▸ **EXERCISE SET**:
a) In the Zarr excerpt, when does consolidating metadata give a significant speed-up?
b) Name every array the Zarr excerpt creates in its group, along with each one's shape.
c) Carry on the Zarr metadata excerpt from its last line.

▸ **EXCERPT**:
☆ ☆ ☆
So far we have only been dealing in single array Zarr data stores. In this next example, we will create a zarr store with multiple arrays and then consolidate metadata. The speed up is significant when dealing in remote storage options, which we will see in the following example on accessing cloud storage.

In [None]:
store = zarr.storage.MemoryStore()
group = zarr.create_group(store=store)
group.create_array(shape=(1,), name='a', dtype='float64')
group.create_array(shape=(2, 2), name='b', dtype='float64')
group.create_array(shape=(3, 3, 3), name='c', dtype='float64')
zarr.consolidate_metadata(store)

Now, if we open that group, the Group’s metadata has a zarr.core.group.ConsolidatedMetadata that can be used:

In [None]:
from pprint import pprint

consolidated = zarr.open_group(store=store)
consolidated_metadata = consolidated.metadata.consolidated_metadata.metadata

pprint(dict(sorted(consolidated_metadata.items())))
☆ ☆ ☆
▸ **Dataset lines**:
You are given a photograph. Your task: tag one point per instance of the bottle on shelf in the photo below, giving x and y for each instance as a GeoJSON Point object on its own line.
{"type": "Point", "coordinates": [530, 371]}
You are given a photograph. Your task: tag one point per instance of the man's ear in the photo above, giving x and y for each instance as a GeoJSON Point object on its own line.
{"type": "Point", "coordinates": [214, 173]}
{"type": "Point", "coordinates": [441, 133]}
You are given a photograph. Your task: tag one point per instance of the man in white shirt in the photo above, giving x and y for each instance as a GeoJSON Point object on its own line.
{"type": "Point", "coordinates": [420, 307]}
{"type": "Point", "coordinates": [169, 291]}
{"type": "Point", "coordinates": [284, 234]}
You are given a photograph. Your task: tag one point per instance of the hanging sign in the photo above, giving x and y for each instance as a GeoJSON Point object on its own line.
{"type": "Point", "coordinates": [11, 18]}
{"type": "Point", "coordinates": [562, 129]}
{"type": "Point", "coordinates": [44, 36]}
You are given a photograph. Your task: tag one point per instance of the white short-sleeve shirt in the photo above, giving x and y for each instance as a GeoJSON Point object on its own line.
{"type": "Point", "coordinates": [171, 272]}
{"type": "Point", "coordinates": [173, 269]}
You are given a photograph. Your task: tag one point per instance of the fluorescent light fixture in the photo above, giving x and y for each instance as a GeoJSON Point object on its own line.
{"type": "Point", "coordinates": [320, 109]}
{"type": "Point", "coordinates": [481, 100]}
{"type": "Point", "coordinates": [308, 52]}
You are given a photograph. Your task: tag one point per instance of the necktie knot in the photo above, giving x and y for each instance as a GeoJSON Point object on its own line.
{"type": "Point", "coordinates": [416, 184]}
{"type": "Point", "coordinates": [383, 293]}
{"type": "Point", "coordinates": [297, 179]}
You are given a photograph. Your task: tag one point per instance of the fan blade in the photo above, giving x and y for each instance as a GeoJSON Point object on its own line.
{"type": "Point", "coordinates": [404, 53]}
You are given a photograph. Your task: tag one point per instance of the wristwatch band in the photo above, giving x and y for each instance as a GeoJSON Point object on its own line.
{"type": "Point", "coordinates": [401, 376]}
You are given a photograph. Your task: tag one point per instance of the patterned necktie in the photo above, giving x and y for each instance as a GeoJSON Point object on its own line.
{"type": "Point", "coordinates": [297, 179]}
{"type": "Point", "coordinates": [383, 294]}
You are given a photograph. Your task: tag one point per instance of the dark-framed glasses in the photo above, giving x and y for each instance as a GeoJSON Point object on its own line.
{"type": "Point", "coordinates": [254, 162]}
☆ ☆ ☆
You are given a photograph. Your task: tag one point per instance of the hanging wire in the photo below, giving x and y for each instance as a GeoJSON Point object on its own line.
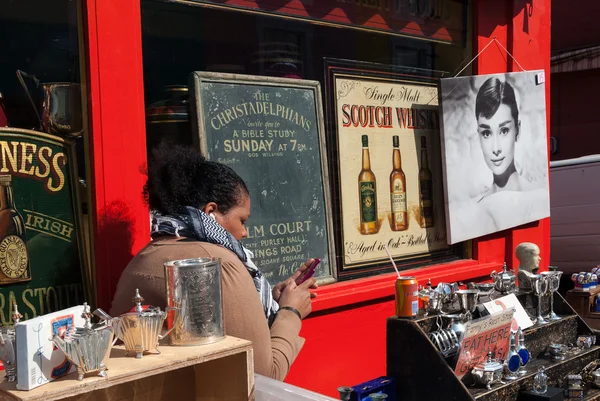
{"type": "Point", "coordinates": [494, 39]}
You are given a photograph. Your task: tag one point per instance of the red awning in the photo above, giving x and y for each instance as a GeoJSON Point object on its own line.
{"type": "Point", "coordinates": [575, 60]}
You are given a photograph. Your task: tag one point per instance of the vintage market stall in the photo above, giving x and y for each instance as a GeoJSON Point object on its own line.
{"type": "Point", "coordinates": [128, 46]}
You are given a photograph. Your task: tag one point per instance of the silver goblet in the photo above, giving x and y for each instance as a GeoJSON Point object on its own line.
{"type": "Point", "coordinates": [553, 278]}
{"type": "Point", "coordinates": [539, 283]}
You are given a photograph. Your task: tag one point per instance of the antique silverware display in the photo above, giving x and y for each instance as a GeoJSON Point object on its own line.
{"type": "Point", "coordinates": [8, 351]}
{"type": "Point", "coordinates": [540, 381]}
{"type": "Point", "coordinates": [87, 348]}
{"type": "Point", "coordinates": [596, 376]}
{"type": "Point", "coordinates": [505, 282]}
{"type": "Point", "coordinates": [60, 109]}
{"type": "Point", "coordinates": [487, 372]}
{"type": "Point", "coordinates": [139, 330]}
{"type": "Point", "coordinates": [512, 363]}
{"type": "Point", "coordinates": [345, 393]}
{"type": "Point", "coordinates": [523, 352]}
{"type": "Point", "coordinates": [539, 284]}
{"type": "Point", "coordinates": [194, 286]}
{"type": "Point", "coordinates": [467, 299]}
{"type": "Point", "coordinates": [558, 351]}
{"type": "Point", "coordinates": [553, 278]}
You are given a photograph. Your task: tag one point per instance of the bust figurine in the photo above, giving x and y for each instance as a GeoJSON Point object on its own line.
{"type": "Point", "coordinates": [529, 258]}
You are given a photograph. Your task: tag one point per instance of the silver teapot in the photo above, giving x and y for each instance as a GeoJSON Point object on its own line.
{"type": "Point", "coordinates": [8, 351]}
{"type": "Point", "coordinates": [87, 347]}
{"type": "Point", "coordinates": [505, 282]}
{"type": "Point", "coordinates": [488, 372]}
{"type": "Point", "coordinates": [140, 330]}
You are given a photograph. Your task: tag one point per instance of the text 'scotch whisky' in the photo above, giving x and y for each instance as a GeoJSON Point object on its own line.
☆ ☆ ☆
▸ **ANSWERS TO EACH TASK**:
a) When dealing in remote storage options.

b) a, shape (1,); b, shape (2, 2); c, shape (3, 3, 3)

c)
Note that while Zarr-Python supports consolidated metadata for v2 and v3 formatted Zarr stores, it is not technically part of the specification (hence the warning above). 

⚠️ Use Caution When ⚠️
- **Stale or incomplete consolidated metadata**: If the dataset is updated but the consolidated metadata entrypoint isn't re-consolidated, readers may miss chunks or metadata. Always run zarr.consolidate_metadata() after changes.
- **Concurrent writes or multi-writer pipelines**: Consolidated metadata can lead to inconsistent reads if multiple processes write without coordination. Use with caution in dynamic or shared write environments.
- **Local filesystems or mixed toolchains**: On local storage, consolidation offers little benefit as hierarchy discovery is generally quite cheap. 

### Object Storage as a Zarr Store

Zarr’s layout (many files/chunks per array) maps perfectly onto object storage, such as Amazon S3, Google Cloud Storage, or Azure Blob Storage. Each chunk is stored as a separate object, enabling distributed reads/writes.



Here are some examples of Zarr stores on the cloud:

* [Zarr data in Microsoft's Planetary Computer](https://planetarycomputer.microsoft.com/catalog?filter=zarr)
* [Zarr data from Google](https://console.cloud.google.com/marketplace/browse?filter=solution-type:dataset&_ga=2.226354714.1000882083.1692116148-1788942020.1692116148&pli=1&q=zarr)
* [Amazon Sustainability Data Initiative available from Registry of Open Data on AWS](https://registry.opendata.aws/collab/asdi/) - Enter "Zarr" in the Search input box.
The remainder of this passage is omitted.